(Beginning of DATA EXCERPTS)

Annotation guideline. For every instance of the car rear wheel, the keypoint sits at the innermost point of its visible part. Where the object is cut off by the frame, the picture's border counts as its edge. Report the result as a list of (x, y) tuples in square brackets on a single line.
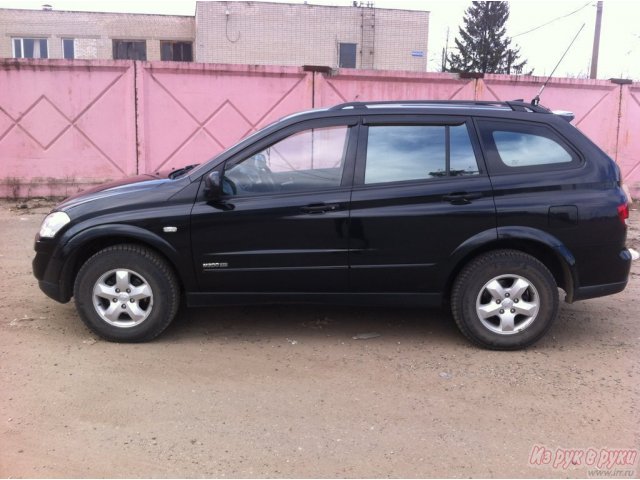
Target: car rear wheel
[(504, 300), (126, 293)]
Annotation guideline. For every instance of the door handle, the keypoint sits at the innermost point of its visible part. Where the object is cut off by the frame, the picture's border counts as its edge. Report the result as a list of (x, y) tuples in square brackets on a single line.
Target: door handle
[(321, 208), (461, 198)]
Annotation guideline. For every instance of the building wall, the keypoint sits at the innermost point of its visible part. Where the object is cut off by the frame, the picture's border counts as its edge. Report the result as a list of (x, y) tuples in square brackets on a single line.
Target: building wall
[(298, 34), (93, 32)]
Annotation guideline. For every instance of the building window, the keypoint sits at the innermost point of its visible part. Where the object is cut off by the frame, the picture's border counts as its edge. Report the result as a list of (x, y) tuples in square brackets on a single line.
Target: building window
[(129, 50), (176, 51), (347, 55), (68, 49), (30, 48)]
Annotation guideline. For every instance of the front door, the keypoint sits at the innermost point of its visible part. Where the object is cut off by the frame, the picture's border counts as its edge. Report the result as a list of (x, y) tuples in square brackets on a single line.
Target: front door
[(282, 224)]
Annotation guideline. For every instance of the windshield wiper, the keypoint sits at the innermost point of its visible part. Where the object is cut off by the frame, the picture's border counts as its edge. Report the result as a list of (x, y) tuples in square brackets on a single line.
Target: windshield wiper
[(181, 171)]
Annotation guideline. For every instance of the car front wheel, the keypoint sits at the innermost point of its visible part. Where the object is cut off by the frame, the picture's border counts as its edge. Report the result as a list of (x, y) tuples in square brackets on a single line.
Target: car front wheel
[(504, 300), (126, 293)]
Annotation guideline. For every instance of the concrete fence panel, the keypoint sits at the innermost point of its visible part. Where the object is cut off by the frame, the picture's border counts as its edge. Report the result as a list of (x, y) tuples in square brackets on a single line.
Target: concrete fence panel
[(628, 148), (64, 125), (187, 113)]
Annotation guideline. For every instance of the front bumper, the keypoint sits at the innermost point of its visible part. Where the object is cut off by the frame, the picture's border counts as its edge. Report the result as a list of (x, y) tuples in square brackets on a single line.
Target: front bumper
[(48, 270)]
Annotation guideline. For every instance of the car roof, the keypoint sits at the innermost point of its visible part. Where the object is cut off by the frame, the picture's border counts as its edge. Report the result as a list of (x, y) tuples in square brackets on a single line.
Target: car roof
[(435, 107)]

(End of DATA EXCERPTS)

Return the preceding entries exactly, each word as given, but leave out any picture.

[REPLY TO THE EXERCISE]
Annotation guideline. For every instance of the car rear wheel, the keypoint sits at the innermost point of its visible part. Where the object is cut off by the frame, the picture's border counts as its edge. Report the result as a list of (x, y) tuples in square brackets on a single line.
Target: car rear wheel
[(504, 300), (126, 293)]
Annotation guideline. For every instance of the door handle, the keypoint sits at the innermost point of its visible part. Where the object is cut off by the frame, the picture's border counts as its edge. Report the result as a list of (x, y) tuples in square brackets on a single line.
Target: door handle
[(321, 208), (461, 198)]
Annotation guideline. For every instance of the building wall, the keypoint sits at the innermost point of its visible part. Where the object is cut off by the frame, the picture's border counts as its edge. Report the result as a list of (x, y) tuples in square brackets on a single line.
Target: building wall
[(298, 34), (93, 32)]
Annotation guideline. For every instance of the building window, the keypoint sits at the innermost point of its visible part. Where the object is cut off by the frame, the picture's border counts as its edge. Report the result as a list of (x, y) tuples in square brackets on a single line.
Target: building window
[(129, 50), (176, 51), (347, 55), (68, 49), (30, 48)]
Annotation guideline. For every instance of the front door, the keypoint sits at the innermost point of its visible part. Where the object is cut off by the frame, the picture's border counts as its edge. Report the result as a list of (x, y) tuples in square brackets on a single line.
Target: front door
[(282, 224)]
Annotation guideline. For every instance of the windshield wiper, the keypoint sits at the innermost point of its visible part. Where the object is cut off by the frame, the picture's border counts as its edge. Report the result as a list of (x, y) tuples in square brackets on a single line.
Target: windshield wiper
[(181, 171)]
Annotation guideline. For every instance of the car front wheel, the keypoint sits at the innermost point of its visible part. Where the object is cut off by the frame, the picture's border counts as its edge. Report the result as a list of (x, y) tuples in square brackets on a single line.
Target: car front wheel
[(504, 300), (126, 293)]
Annotation guideline. For every instance of the concrete fence panel, the keypoint sits at the innermost point of its visible part. Where the object is cut off by the frame, the picture's border counts as its edge. Report the result as a list of (x, y) tuples in square brackets on a single line.
Target: concrete fence panel
[(628, 148), (64, 125), (187, 113)]
Annotation guideline. For every instance of the front bumper, the keypoint sits at the innermost point of its visible part. Where the object is cut off by the frame, the picture's border counts as its edge. Report the result as a list of (x, y) tuples in square brackets on a single line.
Target: front bumper
[(48, 270)]
Annotation guideline. For every instance of the car roof, the keypoint sits at the innermost point of its visible part. Where the object is cut off by the frame, the picture's border counts as its edge. Report the result as a list of (x, y) tuples in square brackets on a single line.
Target: car roof
[(435, 107)]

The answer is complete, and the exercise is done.